Do this | Skip the pictures. Reproduce all other material exactly.
— BEGIN —
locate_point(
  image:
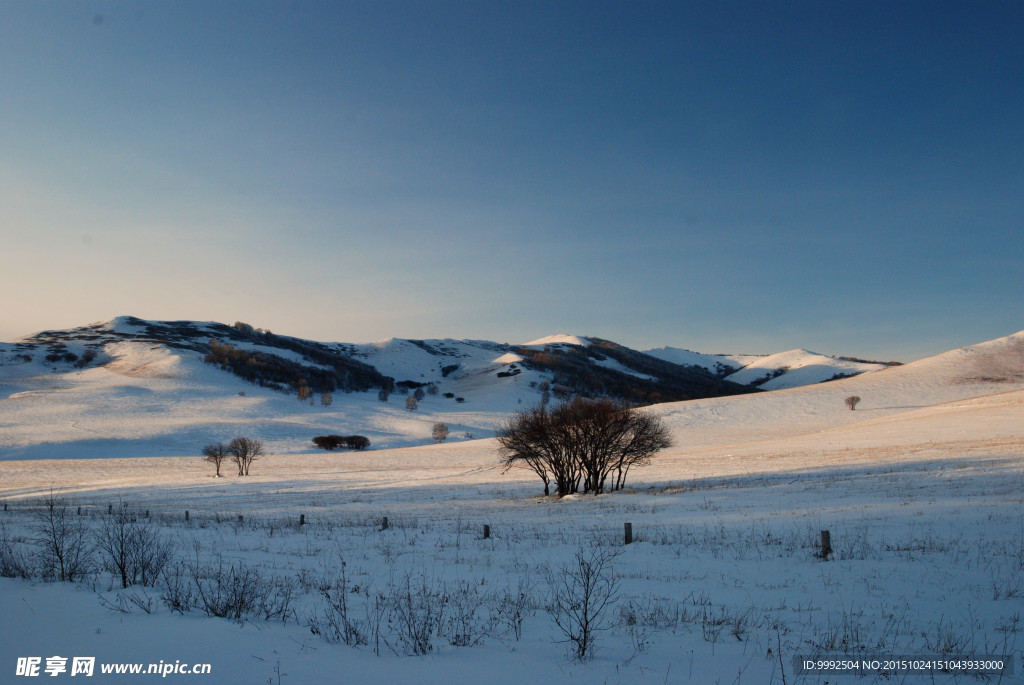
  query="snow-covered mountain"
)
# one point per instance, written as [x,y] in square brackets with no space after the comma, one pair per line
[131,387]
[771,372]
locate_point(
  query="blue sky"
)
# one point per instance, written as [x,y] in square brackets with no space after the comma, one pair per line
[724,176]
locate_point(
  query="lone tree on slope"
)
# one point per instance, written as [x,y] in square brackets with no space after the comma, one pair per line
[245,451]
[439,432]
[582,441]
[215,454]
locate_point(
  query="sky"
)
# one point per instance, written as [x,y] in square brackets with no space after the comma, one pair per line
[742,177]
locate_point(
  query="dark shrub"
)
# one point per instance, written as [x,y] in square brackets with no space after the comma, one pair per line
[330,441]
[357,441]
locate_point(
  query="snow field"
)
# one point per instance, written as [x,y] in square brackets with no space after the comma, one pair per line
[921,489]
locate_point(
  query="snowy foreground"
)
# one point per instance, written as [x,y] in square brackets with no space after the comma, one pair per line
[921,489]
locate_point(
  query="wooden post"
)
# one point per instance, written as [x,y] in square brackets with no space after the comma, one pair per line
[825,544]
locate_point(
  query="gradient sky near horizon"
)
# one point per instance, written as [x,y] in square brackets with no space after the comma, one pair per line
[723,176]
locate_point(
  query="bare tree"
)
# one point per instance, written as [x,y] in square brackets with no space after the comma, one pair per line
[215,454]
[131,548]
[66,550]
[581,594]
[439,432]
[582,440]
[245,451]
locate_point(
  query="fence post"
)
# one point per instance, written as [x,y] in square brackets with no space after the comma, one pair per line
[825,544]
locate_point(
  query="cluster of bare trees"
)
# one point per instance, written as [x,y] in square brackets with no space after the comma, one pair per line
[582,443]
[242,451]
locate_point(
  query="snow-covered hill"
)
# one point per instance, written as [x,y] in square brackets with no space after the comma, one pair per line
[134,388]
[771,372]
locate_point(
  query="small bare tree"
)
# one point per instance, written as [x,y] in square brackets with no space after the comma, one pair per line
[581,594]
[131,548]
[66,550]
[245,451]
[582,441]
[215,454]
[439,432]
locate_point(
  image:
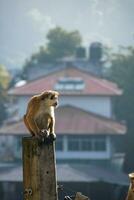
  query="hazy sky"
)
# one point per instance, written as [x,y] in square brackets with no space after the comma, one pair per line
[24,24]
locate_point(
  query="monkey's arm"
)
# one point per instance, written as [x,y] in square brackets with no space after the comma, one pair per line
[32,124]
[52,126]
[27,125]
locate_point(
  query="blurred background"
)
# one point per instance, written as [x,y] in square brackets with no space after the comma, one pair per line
— END —
Answer for the task |
locate_point(
  image:
  query="snow-covered mountain"
)
# one point per instance, written as [x,y] in square brackets with no space after the comma, one pair per line
[131,387]
[771,372]
locate_point(
  query="blue sky"
)
# one point per instance, written as [x,y] in square brackets with no space after the comma, one pair per line
[724,176]
locate_point(
  query="lone tree on slope"
)
# one point per instance, written as [x,y] in square brackets with no space after the comma, one pair per line
[245,451]
[439,432]
[582,441]
[215,454]
locate_point(
  query="sky"
)
# one point per instance, written as [x,y] in square brackets with no space after the comma, one pair per line
[742,177]
locate_point(
  query="dark shrub"
)
# one point per instance, written as [x,y] in square brackets with no space after the comma, one pair per line
[330,441]
[357,441]
locate_point(
  query="snow field"
)
# one point per instance, written as [x,y] in square brackets with no space after the comma, one pair per line
[921,489]
locate_point(
  query="snowy foreground"
)
# one point per instance, written as [x,y] in square brackets with no space after the comma, one pair per line
[921,489]
locate_point(
  query="wooden post"
)
# one point per instance, written as [x,y] in square brackets with no space after the comma, one pair per line
[825,544]
locate_point(
  query="gradient sky near horizon"
)
# one point per instance, written as [x,y] in square brackets with no space after the comma, one pair per line
[723,176]
locate_point(
  query="bare tree"
)
# one point per instance, written as [x,y] in square brackets with no space after the comma, one pair per line
[215,454]
[131,548]
[66,550]
[581,594]
[439,432]
[582,440]
[245,451]
locate_point(
  query="fence post"
)
# one point per instance, written as [x,y] in square brackets with no space after the comma, one pair per line
[825,544]
locate_point(
  query="cluster of bare trees"
)
# one point per instance, written as [x,y] in square brackets with no space after the comma, one pair per line
[582,443]
[242,451]
locate_point(
  query="snow-covered hill"
)
# one point per instance, written as [x,y] in square brackets with no space after the comma, one pair per line
[134,388]
[771,372]
locate_point(
  query="small bare tree"
)
# one point per instance, written as [x,y] in square brackets with no space after the comma, one pair per line
[581,594]
[131,548]
[66,550]
[245,451]
[582,441]
[215,454]
[439,432]
locate_point(
  image:
  query="hazy sky"
)
# one point per instance, written as [x,y] in square brackets with no space after the comma, one pair per line
[24,24]
locate_point(
  query="monkey's arm"
)
# one point per instance, written as [x,y] in square brackets with no space after the comma, one pair per line
[32,124]
[52,126]
[27,125]
locate_point(
  query="blurred background"
)
# one point per instance, written as [x,y] in square brackets with no space after the comma, one pair per line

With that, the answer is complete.